• [Textauszug]
Ok, aber wir wollen von Pforzheim nur bis Freiburg fahren.

PN kommt!

LG
Maurice


----------



## mahaju (6. April 2008)

Ich habe deine Mail erhalten, Danke!

Nun an alle Freiburger:
Kennt ihr eine schöne Strecke von Feldberg nach St. Märgen?

LG
Maurice


----------



## ciao heiko (7. April 2008)

mahaju schrieb:


> Kennt ihr eine schöne Strecke von Feldberg nach St. Märgen?



Wie wäre es mit dem Westweg  

Von Turner auf nach St. Märgen gibt es fast ehe nur den einen Weg der im Prinzp parrallel zur Strasse läuft, der aber sehr schön ist. Und von Hinterzarten zum Turner bietet sich der Westweg an. Auf die Weistannenhöhe ist mal ein steiles Schiebestück von ca 200m Länge.

Vom Feldberg nach Hinterzarten geht auch der Westweg und der Georg Thoma Weg. Der letztere ist schöner, aber auch bei Wanderern sehr beliebt. Und da du hier in einer sensiblen Gegend bist, würde ich das nur unter der Woche fahren, wenn sehr wenig Betrieb ist. 

Mit dem übernachten in Schutzhütten würde ich mir wenig Gedanken machen. Wenn du spät kommst und früh gehst gibt es da nie Probleme. Ich habe das früher auch so gemacht. Schutzhütten gibt es viele, aber leider oft gerade nicht da, wo du eine bräuchtest oder sie sind zum übernachten nicht geeignet. Da solltest du mit einer detailierten Karte vorplanen. 

Mit Feuer musst du vorsichtig sein. Oft gibt es da aber eine Feuerstelle mit dabei und bei einem Gaskocher sehe ich wenig Probleme. Vieleicht wirst du mal ermahnt, aber das du wirklich eine Strafe bekommst, halte ich für sehr unwahrscheinlich.

• [Aufgabe]
Gib den Textauszug oben vollständig und Wort für Wort wieder.

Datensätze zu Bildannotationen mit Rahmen
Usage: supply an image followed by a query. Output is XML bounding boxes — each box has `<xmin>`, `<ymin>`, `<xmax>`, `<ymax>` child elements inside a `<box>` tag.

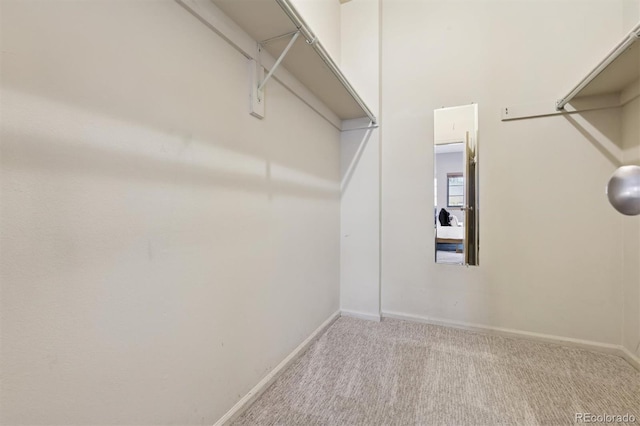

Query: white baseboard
<box><xmin>340</xmin><ymin>309</ymin><xmax>382</xmax><ymax>322</ymax></box>
<box><xmin>620</xmin><ymin>346</ymin><xmax>640</xmax><ymax>371</ymax></box>
<box><xmin>382</xmin><ymin>312</ymin><xmax>640</xmax><ymax>370</ymax></box>
<box><xmin>213</xmin><ymin>311</ymin><xmax>340</xmax><ymax>426</ymax></box>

• [Ergebnis]
Ok, aber wir wollen von Pforzheim nur bis Freiburg fahren.

PN kommt!

LG
Maurice


----------



## mahaju (6. April 2008)

Ich habe deine Mail erhalten, Danke!

Nun an alle Freiburger:
Kennt ihr eine schöne Strecke von Feldberg nach St. Märgen?

LG
Maurice


----------



## ciao heiko (7. April 2008)

mahaju schrieb:


> Kennt ihr eine schöne Strecke von Feldberg nach St. Märgen?



Wie wäre es mit dem Westweg  

Von Turner auf nach St. Märgen gibt es fast ehe nur den einen Weg der im Prinzp parrallel zur Strasse läuft, der aber sehr schön ist. Und von Hinterzarten zum Turner bietet sich der Westweg an. Auf die Weistannenhöhe ist mal ein steiles Schiebestück von ca 200m Länge.

Vom Feldberg nach Hinterzarten geht auch der Westweg und der Georg Thoma Weg. Der letztere ist schöner, aber auch bei Wanderern sehr beliebt. Und da du hier in einer sensiblen Gegend bist, würde ich das nur unter der Woche fahren, wenn sehr wenig Betrieb ist. 

Mit dem übernachten in Schutzhütten würde ich mir wenig Gedanken machen. Wenn du spät kommst und früh gehst gibt es da nie Probleme. Ich habe das früher auch so gemacht. Schutzhütten gibt es viele, aber leider oft gerade nicht da, wo du eine bräuchtest oder sie sind zum übernachten nicht geeignet. Da solltest du mit einer detailierten Karte vorplanen. 

Mit Feuer musst du vorsichtig sein. Oft gibt es da aber eine Feuerstelle mit dabei und bei einem Gaskocher sehe ich wenig Probleme. Vieleicht wirst du mal ermahnt, aber das du wirklich eine Strafe bekommst, halte ich für sehr unwahrscheinlich.